> _Exercise brief_:
From the credit card theft recipe, reproduce word for word the stretch from "In this recipe, we" through "credit card theft.".

┌─ Text excerpt

In this recipe, we aggregate credit card transactions for each customer over a 2 hour period and join it with the customer’s average credit card spend. If the total credit card spend over the past 2 hours is more than the average credit card usage of a customer, the account will be flagged as a possible case of credit card theft.
-
Docker
-
If running on Mac/Windows, at least 4GB allocated to Docker:
docker system info | grep Memory
Should return a value greater than 8GB - if not, the Kafka stack will probably not work.

└─
┌─ Supplied information

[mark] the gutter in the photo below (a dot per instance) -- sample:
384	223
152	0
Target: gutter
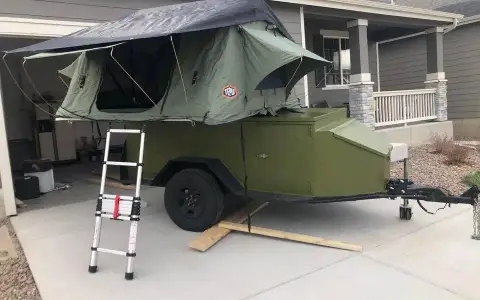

└─

> _Task output_:
In this recipe, we aggregate credit card transactions for each customer over a 2 hour period and join it with the customer’s average credit card spend. If the total credit card spend over the past 2 hours is more than the average credit card usage of a customer, the account will be flagged as a possible case of credit card theft.